▶

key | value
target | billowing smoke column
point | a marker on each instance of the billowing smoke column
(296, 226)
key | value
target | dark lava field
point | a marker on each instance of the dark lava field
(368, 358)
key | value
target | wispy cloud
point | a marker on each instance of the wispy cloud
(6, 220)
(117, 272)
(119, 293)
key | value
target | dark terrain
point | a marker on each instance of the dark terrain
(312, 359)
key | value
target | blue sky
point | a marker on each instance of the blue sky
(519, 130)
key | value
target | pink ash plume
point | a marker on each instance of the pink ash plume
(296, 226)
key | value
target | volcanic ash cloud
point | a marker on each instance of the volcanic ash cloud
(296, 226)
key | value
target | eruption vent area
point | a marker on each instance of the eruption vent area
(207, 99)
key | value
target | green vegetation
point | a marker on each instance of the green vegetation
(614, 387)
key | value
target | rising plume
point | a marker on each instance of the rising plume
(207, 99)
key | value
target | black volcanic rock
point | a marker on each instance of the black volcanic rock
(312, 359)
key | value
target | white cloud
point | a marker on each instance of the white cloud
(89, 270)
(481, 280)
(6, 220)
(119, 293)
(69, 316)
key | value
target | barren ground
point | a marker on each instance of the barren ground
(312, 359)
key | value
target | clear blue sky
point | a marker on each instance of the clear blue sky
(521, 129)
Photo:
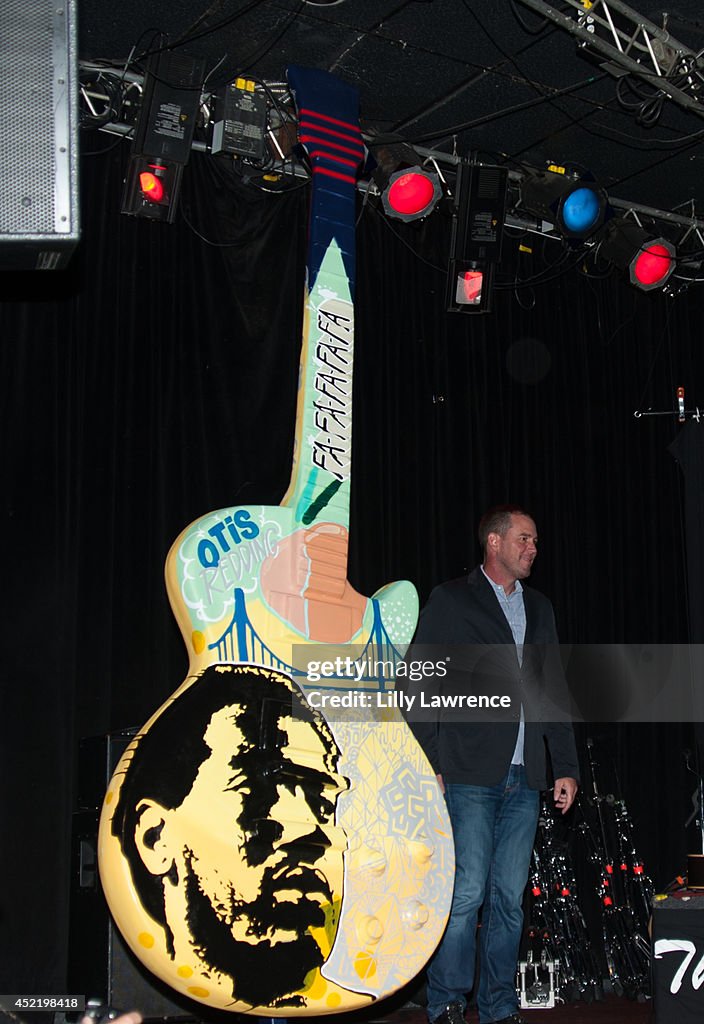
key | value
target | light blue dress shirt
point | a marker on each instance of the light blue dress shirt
(515, 611)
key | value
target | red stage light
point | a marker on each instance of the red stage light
(411, 194)
(151, 186)
(653, 266)
(472, 282)
(649, 259)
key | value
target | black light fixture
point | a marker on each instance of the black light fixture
(575, 206)
(477, 232)
(163, 135)
(650, 259)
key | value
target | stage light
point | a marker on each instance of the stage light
(471, 287)
(649, 259)
(575, 206)
(479, 197)
(163, 135)
(411, 194)
(151, 188)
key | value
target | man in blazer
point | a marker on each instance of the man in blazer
(500, 641)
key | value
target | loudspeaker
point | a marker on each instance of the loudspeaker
(39, 208)
(100, 965)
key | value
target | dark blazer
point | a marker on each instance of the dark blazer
(465, 624)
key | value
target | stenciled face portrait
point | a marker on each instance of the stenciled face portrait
(242, 862)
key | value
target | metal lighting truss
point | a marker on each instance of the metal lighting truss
(631, 44)
(110, 97)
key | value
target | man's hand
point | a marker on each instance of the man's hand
(564, 792)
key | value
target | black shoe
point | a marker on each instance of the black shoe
(452, 1014)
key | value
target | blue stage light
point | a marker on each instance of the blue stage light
(580, 210)
(575, 207)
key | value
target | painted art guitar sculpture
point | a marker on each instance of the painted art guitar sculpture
(258, 853)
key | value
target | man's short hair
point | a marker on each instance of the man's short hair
(497, 520)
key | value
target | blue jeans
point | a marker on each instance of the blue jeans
(494, 830)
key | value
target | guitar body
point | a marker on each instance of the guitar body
(274, 840)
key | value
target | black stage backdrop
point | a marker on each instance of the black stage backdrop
(156, 380)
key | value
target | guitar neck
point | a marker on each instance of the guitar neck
(319, 488)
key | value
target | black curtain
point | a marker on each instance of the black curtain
(156, 380)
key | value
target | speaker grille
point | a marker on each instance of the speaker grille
(38, 147)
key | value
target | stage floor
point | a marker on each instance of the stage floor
(611, 1010)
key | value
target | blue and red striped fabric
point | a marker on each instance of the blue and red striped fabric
(328, 128)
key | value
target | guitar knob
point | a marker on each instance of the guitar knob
(372, 860)
(421, 852)
(414, 914)
(369, 930)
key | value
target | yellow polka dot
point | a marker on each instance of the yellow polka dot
(365, 965)
(314, 985)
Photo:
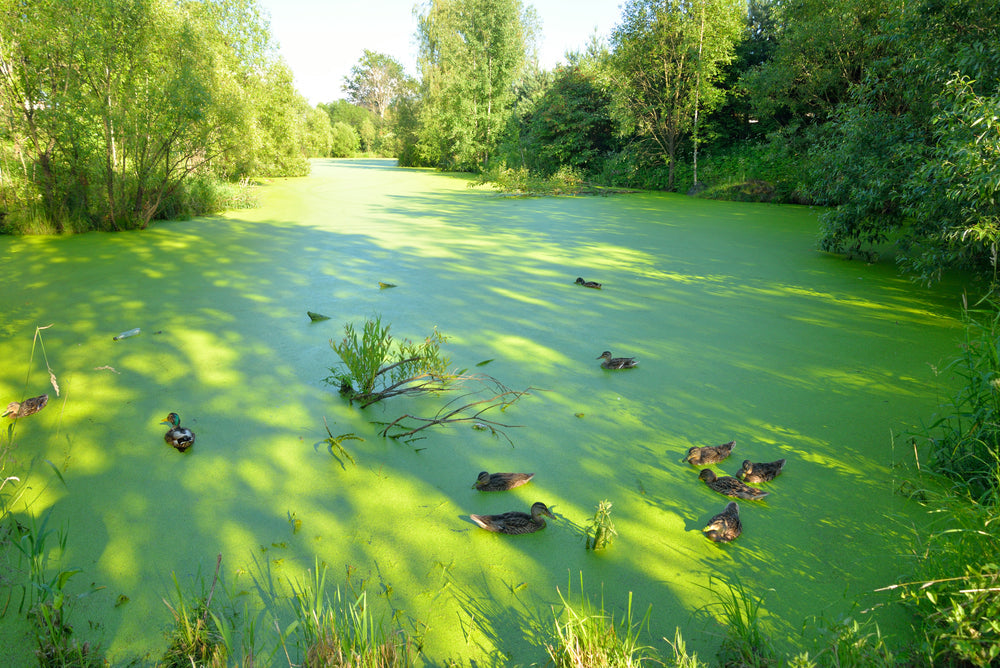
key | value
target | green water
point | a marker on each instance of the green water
(742, 329)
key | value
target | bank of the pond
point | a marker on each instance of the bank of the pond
(742, 329)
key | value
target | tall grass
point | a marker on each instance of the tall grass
(342, 631)
(587, 636)
(375, 366)
(964, 441)
(745, 643)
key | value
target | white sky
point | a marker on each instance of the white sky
(321, 40)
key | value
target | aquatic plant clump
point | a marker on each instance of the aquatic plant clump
(965, 439)
(587, 638)
(375, 366)
(342, 632)
(601, 532)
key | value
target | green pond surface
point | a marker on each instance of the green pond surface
(743, 331)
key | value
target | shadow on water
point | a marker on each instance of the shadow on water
(742, 329)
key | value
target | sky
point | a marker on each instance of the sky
(321, 40)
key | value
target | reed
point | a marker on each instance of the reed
(587, 636)
(964, 440)
(339, 632)
(745, 643)
(374, 366)
(197, 637)
(601, 532)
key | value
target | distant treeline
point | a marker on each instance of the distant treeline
(886, 111)
(117, 112)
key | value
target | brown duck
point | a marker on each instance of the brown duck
(709, 454)
(725, 526)
(500, 482)
(760, 471)
(16, 409)
(177, 436)
(515, 522)
(616, 362)
(730, 486)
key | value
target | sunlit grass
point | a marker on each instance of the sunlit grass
(587, 636)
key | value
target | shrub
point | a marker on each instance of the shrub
(344, 141)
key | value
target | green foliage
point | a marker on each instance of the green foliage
(668, 59)
(471, 53)
(967, 617)
(953, 196)
(111, 108)
(376, 82)
(344, 141)
(601, 532)
(965, 439)
(49, 602)
(681, 658)
(523, 182)
(849, 642)
(374, 366)
(745, 643)
(343, 631)
(196, 637)
(589, 637)
(570, 125)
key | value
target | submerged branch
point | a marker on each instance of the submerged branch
(460, 410)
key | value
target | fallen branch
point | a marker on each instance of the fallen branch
(471, 411)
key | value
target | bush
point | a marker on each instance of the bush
(344, 141)
(374, 366)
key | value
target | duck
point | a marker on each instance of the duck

◀

*Problem to work on*
After removing the pictures, repeat the remaining records exactly.

*Expected answer*
key | value
target | billowing smoke column
point | a marker on each instance of the billowing smoke column
(296, 226)
key | value
target | dark lava field
point | a marker on each instance of the dark lava field
(368, 358)
key | value
target | wispy cloud
point | a marker on each instance of the wispy cloud
(6, 220)
(117, 272)
(119, 293)
key | value
target | dark terrain
point | a marker on each instance of the dark terrain
(312, 359)
key | value
target | blue sky
point | a marker on each instance of the blue sky
(519, 130)
key | value
target | pink ash plume
point | a marker on each instance of the pink ash plume
(296, 226)
key | value
target | volcanic ash cloud
point | a marker on each instance of the volcanic ash cloud
(296, 226)
key | value
target | eruption vent area
point | a marker on each instance of the eruption vent area
(207, 99)
key | value
target | green vegetation
point | a marker on each instance of the green vegetation
(614, 387)
key | value
target | rising plume
point | a marker on each instance of the rising plume
(207, 99)
key | value
target | black volcanic rock
point | a marker on each instance of the black volcanic rock
(312, 359)
key | value
target | white cloud
point | a marker on each instance of the white cloud
(89, 270)
(481, 280)
(6, 220)
(119, 293)
(69, 316)
key | value
target | barren ground
point | a marker on each instance of the barren ground
(312, 359)
key | value
target | clear blue sky
point | a marker on each instance of the clear blue sky
(521, 129)
Photo:
key | value
target | light blue dress shirt
point | a marker on each instance of the light blue dress shirt
(515, 611)
key | value
target | red stage light
point | a marker on each instance of the red stage light
(411, 194)
(151, 186)
(653, 266)
(472, 282)
(649, 259)
key | value
target | black light fixture
point | a marker on each instance of the black light fixture
(575, 206)
(477, 232)
(163, 135)
(650, 259)
key | value
target | stage light
point | a marker on each instance of the stage light
(471, 287)
(649, 259)
(575, 206)
(479, 197)
(163, 135)
(411, 194)
(151, 188)
key | value
target | man in blazer
point | a marker on each instance of the man in blazer
(500, 641)
key | value
target | loudspeaker
point | a marker on each instance of the loudspeaker
(39, 208)
(100, 965)
key | value
target | dark blazer
point | a marker on each instance of the dark blazer
(465, 624)
key | value
target | stenciled face portrait
point | a marker on each instance of the stenciled face portrait
(242, 862)
key | value
target | metal lighting truss
point | a marker on each instance of the metal lighting truss
(631, 44)
(110, 97)
key | value
target | man's hand
point | a marker on each instance of the man's hand
(564, 792)
key | value
target | black shoe
point | a marker on each instance of the black shoe
(452, 1014)
key | value
target | blue stage light
point | a marker on each instance of the blue stage light
(580, 210)
(575, 207)
key | value
target | painted art guitar sculpture
point | a marker on each instance of the painted art guitar sculpture
(258, 853)
key | value
target | man's short hair
point | a marker on each instance of the man's short hair
(497, 520)
key | value
target | blue jeans
point | a marker on each instance of the blue jeans
(494, 830)
key | value
target | guitar body
point | a marker on each instance of the guitar body
(274, 840)
key | value
target | black stage backdrop
point | a marker on each instance of the black stage backdrop
(156, 380)
key | value
target | guitar neck
point | a marker on each instance of the guitar neck
(319, 488)
key | value
target | black curtain
point | a marker on each instance of the black curtain
(156, 380)
key | value
target | speaker grille
point | a marker on each instance of the speaker grille
(38, 147)
key | value
target | stage floor
point | a marker on each instance of the stage floor
(611, 1010)
key | value
target | blue and red striped fabric
point | a marker on each instance of the blue and red striped fabric
(328, 128)
key | value
target | guitar knob
point | a marker on each instance of the guitar knob
(372, 860)
(421, 852)
(414, 914)
(369, 930)
key | value
target | yellow polka dot
point | a marker on each instance of the yellow polka dot
(365, 965)
(314, 985)
Photo:
key | value
target | green water
point | a marker on each instance of the green water
(742, 329)
key | value
target | bank of the pond
point | a marker on each instance of the bank of the pond
(742, 329)
key | value
target | tall grass
point | a marker on each instance of the tall grass
(342, 631)
(587, 636)
(375, 366)
(964, 441)
(745, 643)
key | value
target | white sky
point | a marker on each instance of the white sky
(321, 40)
key | value
target | aquatic plant clump
point | a marker on each instance of the aquatic plant clump
(965, 439)
(587, 638)
(375, 366)
(342, 632)
(601, 532)
key | value
target | green pond surface
point | a marker on each instance of the green pond surface
(743, 331)
key | value
target | shadow on water
point | a marker on each instance of the shadow on water
(742, 329)
key | value
target | sky
point | a marker on each instance of the sky
(321, 40)
key | value
target | reed
point | a marker on each instance of the reed
(587, 636)
(964, 440)
(339, 632)
(745, 643)
(374, 366)
(197, 637)
(601, 532)
key | value
target | distant treeline
point | a marker on each instance of the distant treeline
(886, 111)
(117, 112)
key | value
target | brown duck
point | a marker on each instance of the brown duck
(709, 454)
(725, 526)
(500, 482)
(760, 471)
(16, 409)
(177, 436)
(515, 522)
(616, 362)
(730, 486)
key | value
target | sunlit grass
point | a marker on each instance of the sunlit grass
(587, 636)
key | value
target | shrub
point | a marker on each instance of the shrub
(344, 141)
key | value
target | green foliage
point | a marker on each instance of the green foliage
(668, 59)
(471, 53)
(967, 617)
(953, 196)
(111, 108)
(376, 82)
(344, 141)
(601, 532)
(965, 439)
(49, 602)
(681, 658)
(523, 182)
(849, 642)
(374, 366)
(745, 643)
(343, 631)
(196, 637)
(589, 637)
(570, 125)
key | value
target | submerged branch
point | a marker on each instance of the submerged branch
(460, 410)
key | value
target | fallen branch
point | a marker on each instance of the fallen branch
(471, 411)
key | value
target | bush
point | a marker on each instance of the bush
(344, 141)
(374, 366)
key | value
target | duck
point | a marker on each instance of the duck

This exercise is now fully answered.